> [WHAT IS ASKED] Turn the whole listing below into a numbered list, skipping any blank lines. Leave the pictures out.

> [DATASET CONTENT]
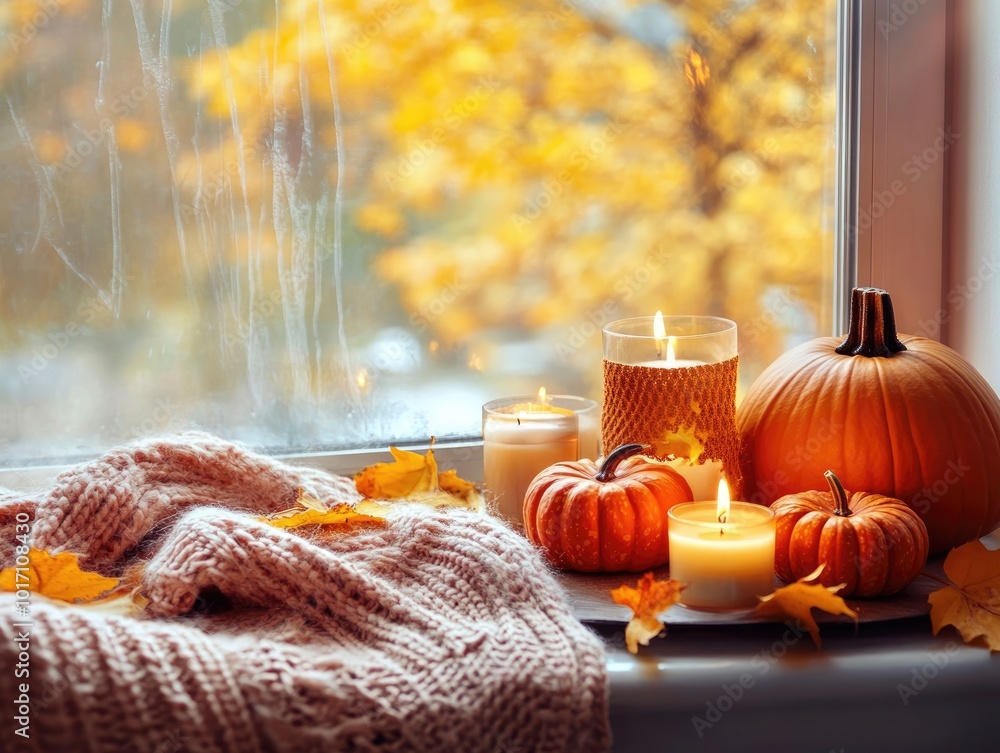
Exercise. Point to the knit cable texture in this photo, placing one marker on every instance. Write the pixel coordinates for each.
(442, 631)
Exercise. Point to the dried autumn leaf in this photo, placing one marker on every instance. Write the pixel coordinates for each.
(416, 478)
(649, 599)
(296, 517)
(683, 443)
(797, 600)
(57, 576)
(972, 603)
(410, 472)
(449, 481)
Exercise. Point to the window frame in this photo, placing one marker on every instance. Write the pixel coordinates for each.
(887, 110)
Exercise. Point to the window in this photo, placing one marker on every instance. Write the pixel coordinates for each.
(336, 223)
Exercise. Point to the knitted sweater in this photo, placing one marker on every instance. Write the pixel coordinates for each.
(442, 630)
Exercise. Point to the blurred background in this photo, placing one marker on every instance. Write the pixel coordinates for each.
(339, 223)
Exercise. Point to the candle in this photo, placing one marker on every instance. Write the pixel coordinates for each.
(723, 551)
(588, 415)
(521, 439)
(670, 382)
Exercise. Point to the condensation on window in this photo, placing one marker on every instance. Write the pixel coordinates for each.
(340, 223)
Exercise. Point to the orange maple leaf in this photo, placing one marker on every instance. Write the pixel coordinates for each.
(415, 477)
(797, 600)
(312, 512)
(57, 576)
(410, 472)
(971, 603)
(649, 599)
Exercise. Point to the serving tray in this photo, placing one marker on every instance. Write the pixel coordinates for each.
(589, 596)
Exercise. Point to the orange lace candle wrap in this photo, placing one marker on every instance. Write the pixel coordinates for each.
(688, 412)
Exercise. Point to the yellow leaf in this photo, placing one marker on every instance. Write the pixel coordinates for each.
(296, 517)
(683, 443)
(796, 601)
(697, 70)
(449, 481)
(409, 473)
(57, 576)
(972, 603)
(647, 601)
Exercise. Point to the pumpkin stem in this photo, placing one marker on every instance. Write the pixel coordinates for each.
(840, 506)
(610, 464)
(873, 325)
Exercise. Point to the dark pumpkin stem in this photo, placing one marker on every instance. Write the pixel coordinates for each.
(840, 506)
(873, 325)
(610, 464)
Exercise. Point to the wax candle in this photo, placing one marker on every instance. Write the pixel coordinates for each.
(671, 383)
(588, 414)
(722, 551)
(520, 439)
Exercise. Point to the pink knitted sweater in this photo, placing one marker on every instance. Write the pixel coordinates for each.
(442, 631)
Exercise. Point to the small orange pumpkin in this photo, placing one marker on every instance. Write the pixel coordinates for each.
(875, 544)
(608, 520)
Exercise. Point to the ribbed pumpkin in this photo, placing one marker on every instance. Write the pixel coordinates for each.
(604, 520)
(908, 418)
(874, 544)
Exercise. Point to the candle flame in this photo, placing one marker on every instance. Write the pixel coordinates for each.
(659, 333)
(722, 509)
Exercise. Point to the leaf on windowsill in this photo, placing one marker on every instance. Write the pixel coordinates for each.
(416, 478)
(797, 600)
(647, 601)
(971, 602)
(57, 576)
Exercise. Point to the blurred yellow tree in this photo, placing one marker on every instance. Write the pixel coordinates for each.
(535, 163)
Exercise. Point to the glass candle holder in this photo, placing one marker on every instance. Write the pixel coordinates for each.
(724, 565)
(672, 384)
(522, 437)
(588, 415)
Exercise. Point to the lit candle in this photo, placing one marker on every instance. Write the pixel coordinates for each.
(703, 478)
(723, 551)
(521, 439)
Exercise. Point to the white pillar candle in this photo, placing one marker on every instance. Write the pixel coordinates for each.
(519, 441)
(727, 563)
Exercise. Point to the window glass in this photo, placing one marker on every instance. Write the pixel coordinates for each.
(339, 223)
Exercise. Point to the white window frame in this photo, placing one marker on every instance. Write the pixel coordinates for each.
(892, 76)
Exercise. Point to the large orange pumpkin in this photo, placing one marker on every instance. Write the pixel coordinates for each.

> [RESULT]
1. Exercise. Point to the knit cable texture in this photo, placing one marker on every instance. Write the pixel coordinates for each.
2. (442, 631)
3. Exercise. Point to the dried autumn leaf in this photo, placing one marker on every instance. Write the pixel coordinates for each.
4. (416, 478)
5. (649, 599)
6. (296, 517)
7. (683, 443)
8. (797, 600)
9. (57, 576)
10. (972, 603)
11. (410, 472)
12. (449, 481)
13. Exercise. Point to the window frame in this photo, placing one marker on every instance. Write the pixel coordinates for each.
14. (887, 110)
15. Exercise. Point to the window in this photo, placing one marker on every instance. Write the pixel coordinates for each.
16. (336, 223)
17. Exercise. Point to the knitted sweater in this photo, placing one marker on every instance. Write the pixel coordinates for each.
18. (442, 630)
19. Exercise. Point to the blurred background in this photo, placing one marker on every instance. Write the pixel coordinates for each.
20. (339, 223)
21. Exercise. Point to the candle in this photo, placing one marker on every instance. Write the pixel coordinates for each.
22. (723, 551)
23. (588, 415)
24. (521, 439)
25. (670, 382)
26. Exercise. Point to the condensation on window in this photo, placing one marker on every instance. Write the pixel coordinates for each.
27. (340, 223)
28. Exercise. Point to the orange maple leaf in this photo, placing one marker on every instance. Write the pixel coordinates for each.
29. (415, 477)
30. (797, 600)
31. (312, 512)
32. (57, 576)
33. (410, 472)
34. (971, 603)
35. (649, 599)
36. Exercise. Point to the serving tray in this photo, placing one marker on every instance. Write the pixel coordinates for each.
37. (589, 596)
38. Exercise. Point to the orange lace candle wrap in this photo, placing one marker on every instance. Write the pixel coordinates for each.
39. (688, 412)
40. Exercise. Point to the yellow leaf in this photo, placing one marker on every instance. Write the pixel coordinates for each.
41. (296, 517)
42. (683, 443)
43. (796, 601)
44. (697, 70)
45. (449, 481)
46. (409, 473)
47. (57, 576)
48. (972, 603)
49. (647, 601)
50. Exercise. Point to the pumpkin stem in this photo, placing one marker on every instance. Write the pixel coordinates for each.
51. (840, 506)
52. (610, 464)
53. (873, 325)
54. Exercise. Point to the dark pumpkin stem in this photo, placing one marker on every instance. Write the pixel coordinates for each.
55. (840, 506)
56. (873, 325)
57. (610, 464)
58. Exercise. Point to the wax candle in this photo, placing one marker on every instance. Write the pixel coordinates for each.
59. (671, 383)
60. (588, 414)
61. (722, 551)
62. (520, 439)
63. Exercise. Point to the pink knitted sweater in this photo, placing one marker on every instance. Write the pixel coordinates for each.
64. (442, 631)
65. Exercise. Point to the small orange pumpkin in this photo, placing one marker on every instance. Write the pixel coordinates for each.
66. (875, 544)
67. (608, 520)
68. Exercise. Point to the ribbed pumpkin in this photo, placing one marker on every instance. Write the pixel coordinates for each.
69. (604, 520)
70. (908, 418)
71. (874, 544)
72. Exercise. Point to the candle flame in this photo, placing one marker on every instance. Write the pixel coordinates for each.
73. (659, 333)
74. (722, 509)
75. Exercise. Point to the leaf on windowsill in this photo, placing one marker on every instance. Write the pixel coordinates for each.
76. (416, 478)
77. (797, 600)
78. (647, 601)
79. (971, 602)
80. (57, 576)
81. Exercise. Point to the blurred yellow tree in this photo, placing one marker on every instance. Write the pixel coordinates for each.
82. (535, 163)
83. Exercise. Point to the glass candle holder in this photo, placing one marker on every instance. Write the pixel coordinates for each.
84. (724, 565)
85. (672, 384)
86. (522, 437)
87. (588, 415)
88. Exercise. Point to the lit candle in this photo, placing one marker on every instance. Write the pixel coordinates for each.
89. (703, 478)
90. (723, 551)
91. (521, 439)
92. Exercise. Point to the white pillar candle in this photo, placing one marker on every instance. Write the pixel coordinates for each.
93. (519, 441)
94. (727, 563)
95. Exercise. Point to the window glass in this photo, placing one marker on every instance. Write the pixel coordinates for each.
96. (339, 223)
97. Exercise. Point to the white window frame in this photo, placing one marker on every instance. Write the pixel coordinates for each.
98. (892, 76)
99. Exercise. Point to the large orange pumpkin in this photo, placing one marker on every instance. Write the pixel coordinates for each.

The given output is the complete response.